All of the records must be repeated exactly as they read.
>>
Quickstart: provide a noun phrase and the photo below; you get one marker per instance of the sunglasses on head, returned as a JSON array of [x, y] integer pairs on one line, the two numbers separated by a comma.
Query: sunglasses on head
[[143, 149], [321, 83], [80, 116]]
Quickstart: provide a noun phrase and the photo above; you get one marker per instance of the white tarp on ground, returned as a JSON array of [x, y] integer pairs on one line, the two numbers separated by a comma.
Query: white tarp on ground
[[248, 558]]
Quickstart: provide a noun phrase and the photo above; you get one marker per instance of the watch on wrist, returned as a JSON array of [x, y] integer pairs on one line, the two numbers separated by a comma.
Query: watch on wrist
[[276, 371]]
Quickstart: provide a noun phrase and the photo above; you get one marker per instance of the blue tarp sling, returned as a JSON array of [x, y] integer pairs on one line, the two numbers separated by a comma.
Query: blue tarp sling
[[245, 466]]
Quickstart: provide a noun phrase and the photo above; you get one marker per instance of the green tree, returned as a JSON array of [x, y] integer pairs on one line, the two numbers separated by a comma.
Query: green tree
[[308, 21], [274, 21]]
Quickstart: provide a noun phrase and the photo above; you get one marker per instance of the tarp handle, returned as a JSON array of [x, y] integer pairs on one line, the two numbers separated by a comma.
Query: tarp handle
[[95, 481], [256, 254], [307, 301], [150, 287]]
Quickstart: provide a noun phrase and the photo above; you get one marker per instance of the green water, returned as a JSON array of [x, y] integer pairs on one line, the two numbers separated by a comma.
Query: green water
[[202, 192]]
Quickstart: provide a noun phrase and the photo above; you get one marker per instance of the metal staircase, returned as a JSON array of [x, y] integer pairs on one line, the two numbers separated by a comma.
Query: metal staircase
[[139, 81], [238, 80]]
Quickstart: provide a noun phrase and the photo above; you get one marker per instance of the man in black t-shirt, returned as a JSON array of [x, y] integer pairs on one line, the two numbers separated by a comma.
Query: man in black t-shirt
<<
### Output below
Quickstart: provide a noun phrase and the photo below; you get one marker per instance of the sunglasses on head, returned as a JSON array of [x, y] integer pairs on one line, the two numbers separated by a comma.
Query: sunglasses on head
[[143, 149], [321, 83], [80, 116]]
Quickstart: provide a noun phrase and the photo above; you get one marker per instance of the white tarp on ground, returned as a JSON array of [x, y] integer pairs on one line, the two numbers separated by a comma.
Query: white tarp on ground
[[248, 558]]
Quickstart: provide a noun phrase and the photo above; you get one marker per instance of the watch on wrist, returned as a JSON array of [x, y] integer pairs on one line, the two numbers separated by a comma.
Query: watch on wrist
[[276, 371]]
Quickstart: provide a noun phrase and the photo above; you get one marker per instance of the blue tarp sling, returned as a JSON array of [x, y] integer pairs on one line, the two numbers separated by a comma.
Query: blue tarp sling
[[245, 466]]
Quickstart: provide a noun phrase and the photo above; you get one marker per instance of the green tree, returned as a JSON array of [x, y] integer pairs on one line, the two numbers separated by a comma.
Query: green tree
[[308, 21], [274, 21]]
Quickstart: provide a noun phrase and the photo above; you get one marker per instance of the tarp handle, returned as a JSON array of [x, y] integer pairs on one line, the two numbers separated by a comma.
Query: tarp handle
[[95, 481], [256, 254], [307, 301], [150, 287]]
Quickstart: provide a noun phrase and the photo above; you get one marker per instance of the green water, returned as a JSON array of [x, y] integer pairs on one line, the two numbers separated by a comma.
Query: green water
[[202, 192]]
Quickstart: provide a noun phrase and the photo above; you get one marker per instance of the metal staircase, returned as a JSON array of [x, y] integer pairs on one line, the two numbers separated by a comma.
Query: metal staircase
[[139, 81], [238, 80]]
Quickstart: provide a noun phrase and the photo above; you get one marker per instance of the man in black t-shirt, returned as a JSON array of [x, y] integer pairs on one line, the two numbers separated by a comma.
Query: man in black t-shirt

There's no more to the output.